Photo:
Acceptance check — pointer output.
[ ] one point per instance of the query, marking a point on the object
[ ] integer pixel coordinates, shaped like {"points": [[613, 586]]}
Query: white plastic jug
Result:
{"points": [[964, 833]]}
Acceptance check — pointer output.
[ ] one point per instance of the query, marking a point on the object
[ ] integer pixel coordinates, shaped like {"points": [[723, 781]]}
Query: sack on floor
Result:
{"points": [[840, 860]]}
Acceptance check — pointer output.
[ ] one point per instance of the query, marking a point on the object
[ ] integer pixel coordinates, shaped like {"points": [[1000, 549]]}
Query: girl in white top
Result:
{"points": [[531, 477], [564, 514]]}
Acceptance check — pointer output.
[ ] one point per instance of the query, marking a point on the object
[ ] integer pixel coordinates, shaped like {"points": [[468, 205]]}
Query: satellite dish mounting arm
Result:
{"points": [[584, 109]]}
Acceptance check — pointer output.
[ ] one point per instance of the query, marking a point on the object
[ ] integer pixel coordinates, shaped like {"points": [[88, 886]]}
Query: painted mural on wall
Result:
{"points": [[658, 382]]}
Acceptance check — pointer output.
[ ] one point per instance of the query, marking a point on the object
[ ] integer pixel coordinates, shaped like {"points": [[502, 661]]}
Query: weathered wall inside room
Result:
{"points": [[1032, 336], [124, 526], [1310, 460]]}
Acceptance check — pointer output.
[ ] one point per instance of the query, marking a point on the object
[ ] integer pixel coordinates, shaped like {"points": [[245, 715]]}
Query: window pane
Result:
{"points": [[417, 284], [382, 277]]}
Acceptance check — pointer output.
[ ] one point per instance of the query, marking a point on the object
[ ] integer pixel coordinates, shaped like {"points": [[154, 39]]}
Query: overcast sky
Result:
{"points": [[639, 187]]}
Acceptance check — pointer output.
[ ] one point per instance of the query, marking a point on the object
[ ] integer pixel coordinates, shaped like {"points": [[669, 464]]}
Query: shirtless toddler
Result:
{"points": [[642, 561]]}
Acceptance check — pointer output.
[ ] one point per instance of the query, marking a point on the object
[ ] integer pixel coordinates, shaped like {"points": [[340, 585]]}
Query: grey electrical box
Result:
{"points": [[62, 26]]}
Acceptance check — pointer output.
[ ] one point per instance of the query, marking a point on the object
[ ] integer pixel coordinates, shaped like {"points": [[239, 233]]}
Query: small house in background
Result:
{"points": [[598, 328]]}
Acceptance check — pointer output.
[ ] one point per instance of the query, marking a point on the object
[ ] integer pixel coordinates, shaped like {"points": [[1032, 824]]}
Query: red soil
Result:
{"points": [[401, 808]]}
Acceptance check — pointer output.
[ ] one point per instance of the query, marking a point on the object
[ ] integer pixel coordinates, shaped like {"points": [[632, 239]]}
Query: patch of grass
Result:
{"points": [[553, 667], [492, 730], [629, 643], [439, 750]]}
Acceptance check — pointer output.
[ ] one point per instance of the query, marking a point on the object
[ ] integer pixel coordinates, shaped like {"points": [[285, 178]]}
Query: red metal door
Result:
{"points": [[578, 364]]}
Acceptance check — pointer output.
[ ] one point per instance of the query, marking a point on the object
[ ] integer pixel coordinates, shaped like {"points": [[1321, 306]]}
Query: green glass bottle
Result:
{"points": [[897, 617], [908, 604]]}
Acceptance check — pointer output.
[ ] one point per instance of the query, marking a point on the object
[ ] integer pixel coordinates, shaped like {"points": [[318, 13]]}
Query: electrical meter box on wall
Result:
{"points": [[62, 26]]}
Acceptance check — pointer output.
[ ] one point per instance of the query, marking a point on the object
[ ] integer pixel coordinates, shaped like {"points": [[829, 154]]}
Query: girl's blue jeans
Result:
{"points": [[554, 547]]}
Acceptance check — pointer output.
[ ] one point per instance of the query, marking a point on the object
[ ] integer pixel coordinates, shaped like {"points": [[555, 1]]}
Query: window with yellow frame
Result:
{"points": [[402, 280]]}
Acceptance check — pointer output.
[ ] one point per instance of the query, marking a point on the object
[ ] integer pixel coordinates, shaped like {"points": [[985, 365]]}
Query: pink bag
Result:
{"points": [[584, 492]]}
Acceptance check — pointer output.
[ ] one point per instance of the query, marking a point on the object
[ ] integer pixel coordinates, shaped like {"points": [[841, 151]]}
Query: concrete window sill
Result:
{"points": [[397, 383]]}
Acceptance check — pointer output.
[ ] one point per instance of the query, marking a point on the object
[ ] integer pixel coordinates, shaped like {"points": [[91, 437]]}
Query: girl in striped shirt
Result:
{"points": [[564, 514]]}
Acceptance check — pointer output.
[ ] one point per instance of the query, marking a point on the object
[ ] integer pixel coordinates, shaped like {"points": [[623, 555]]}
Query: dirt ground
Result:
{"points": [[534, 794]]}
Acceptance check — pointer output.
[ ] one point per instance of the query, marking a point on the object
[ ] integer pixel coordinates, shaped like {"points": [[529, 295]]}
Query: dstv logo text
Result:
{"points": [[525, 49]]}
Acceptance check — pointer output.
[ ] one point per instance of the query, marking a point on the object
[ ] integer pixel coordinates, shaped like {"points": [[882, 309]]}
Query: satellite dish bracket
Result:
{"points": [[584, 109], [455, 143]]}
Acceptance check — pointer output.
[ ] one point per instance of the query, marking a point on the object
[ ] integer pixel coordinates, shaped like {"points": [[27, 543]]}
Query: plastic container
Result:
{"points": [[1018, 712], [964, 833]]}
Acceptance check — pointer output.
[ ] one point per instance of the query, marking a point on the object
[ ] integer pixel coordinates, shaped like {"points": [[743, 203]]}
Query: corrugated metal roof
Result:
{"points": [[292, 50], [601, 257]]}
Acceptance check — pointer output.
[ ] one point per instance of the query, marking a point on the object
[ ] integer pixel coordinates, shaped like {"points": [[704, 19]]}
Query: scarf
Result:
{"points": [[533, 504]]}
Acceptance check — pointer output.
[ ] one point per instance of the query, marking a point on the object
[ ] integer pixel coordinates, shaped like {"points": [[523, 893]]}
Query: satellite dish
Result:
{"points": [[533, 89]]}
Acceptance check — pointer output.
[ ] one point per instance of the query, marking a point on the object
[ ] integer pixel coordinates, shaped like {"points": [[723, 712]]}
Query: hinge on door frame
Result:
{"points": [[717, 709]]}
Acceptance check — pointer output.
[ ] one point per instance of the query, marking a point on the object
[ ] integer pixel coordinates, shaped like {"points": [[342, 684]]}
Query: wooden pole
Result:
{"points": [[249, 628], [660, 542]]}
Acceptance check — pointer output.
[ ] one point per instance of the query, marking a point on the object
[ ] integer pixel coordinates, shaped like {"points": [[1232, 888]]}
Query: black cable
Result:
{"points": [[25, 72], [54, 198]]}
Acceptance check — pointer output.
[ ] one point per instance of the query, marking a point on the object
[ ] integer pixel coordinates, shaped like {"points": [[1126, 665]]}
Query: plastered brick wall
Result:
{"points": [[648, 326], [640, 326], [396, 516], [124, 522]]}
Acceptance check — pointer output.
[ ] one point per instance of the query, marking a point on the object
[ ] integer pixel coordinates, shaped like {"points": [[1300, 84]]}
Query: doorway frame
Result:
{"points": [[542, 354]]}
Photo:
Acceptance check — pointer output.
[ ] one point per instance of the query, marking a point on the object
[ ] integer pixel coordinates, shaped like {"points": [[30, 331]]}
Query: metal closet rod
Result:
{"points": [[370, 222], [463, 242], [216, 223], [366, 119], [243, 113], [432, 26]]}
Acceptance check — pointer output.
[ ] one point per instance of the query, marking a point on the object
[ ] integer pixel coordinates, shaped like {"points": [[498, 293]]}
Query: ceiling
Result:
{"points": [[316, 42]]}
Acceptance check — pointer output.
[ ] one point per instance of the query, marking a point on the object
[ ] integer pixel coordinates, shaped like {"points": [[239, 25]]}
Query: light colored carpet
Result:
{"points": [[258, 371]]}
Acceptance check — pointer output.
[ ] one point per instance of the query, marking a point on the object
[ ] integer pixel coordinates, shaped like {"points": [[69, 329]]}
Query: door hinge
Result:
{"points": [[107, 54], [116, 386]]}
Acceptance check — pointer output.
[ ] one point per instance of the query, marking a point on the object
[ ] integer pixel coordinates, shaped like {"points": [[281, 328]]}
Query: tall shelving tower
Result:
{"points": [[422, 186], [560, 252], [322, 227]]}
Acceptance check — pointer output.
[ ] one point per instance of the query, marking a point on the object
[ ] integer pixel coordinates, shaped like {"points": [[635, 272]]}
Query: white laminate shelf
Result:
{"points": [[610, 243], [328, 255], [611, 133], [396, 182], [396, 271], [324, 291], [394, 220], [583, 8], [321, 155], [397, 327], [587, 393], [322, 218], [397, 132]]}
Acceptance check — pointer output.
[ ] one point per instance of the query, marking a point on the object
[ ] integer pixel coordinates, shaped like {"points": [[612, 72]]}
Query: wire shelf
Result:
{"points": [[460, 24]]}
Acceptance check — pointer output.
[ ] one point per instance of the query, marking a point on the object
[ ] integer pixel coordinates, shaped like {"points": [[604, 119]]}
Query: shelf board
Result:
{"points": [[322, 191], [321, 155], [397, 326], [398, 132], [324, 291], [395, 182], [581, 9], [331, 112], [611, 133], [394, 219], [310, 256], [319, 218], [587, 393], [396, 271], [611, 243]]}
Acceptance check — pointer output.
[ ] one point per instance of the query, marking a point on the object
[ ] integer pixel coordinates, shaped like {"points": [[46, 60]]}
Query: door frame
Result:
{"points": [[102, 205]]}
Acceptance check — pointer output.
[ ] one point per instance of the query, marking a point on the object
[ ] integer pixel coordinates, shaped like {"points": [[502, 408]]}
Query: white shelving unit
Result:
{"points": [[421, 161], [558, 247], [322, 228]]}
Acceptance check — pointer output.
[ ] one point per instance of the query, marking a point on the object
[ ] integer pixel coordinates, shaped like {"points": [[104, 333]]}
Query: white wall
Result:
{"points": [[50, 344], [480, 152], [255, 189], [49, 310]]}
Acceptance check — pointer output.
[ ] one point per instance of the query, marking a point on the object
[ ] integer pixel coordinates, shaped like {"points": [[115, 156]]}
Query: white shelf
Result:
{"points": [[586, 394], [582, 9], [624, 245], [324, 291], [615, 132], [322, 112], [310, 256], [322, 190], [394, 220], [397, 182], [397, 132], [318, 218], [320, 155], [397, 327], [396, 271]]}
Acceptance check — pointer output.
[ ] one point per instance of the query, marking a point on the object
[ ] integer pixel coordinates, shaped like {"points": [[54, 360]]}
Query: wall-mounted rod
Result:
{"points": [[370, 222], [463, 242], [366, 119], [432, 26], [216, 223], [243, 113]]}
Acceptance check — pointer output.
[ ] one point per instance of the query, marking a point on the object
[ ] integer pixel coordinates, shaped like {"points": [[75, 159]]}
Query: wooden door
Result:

---

Aim >> Report every line of the rows that contains the word "dish", treating uppercase and lowercase as different.

Written reply >>
Query: satellite dish mounting arm
Query: satellite dish bracket
Query: satellite dish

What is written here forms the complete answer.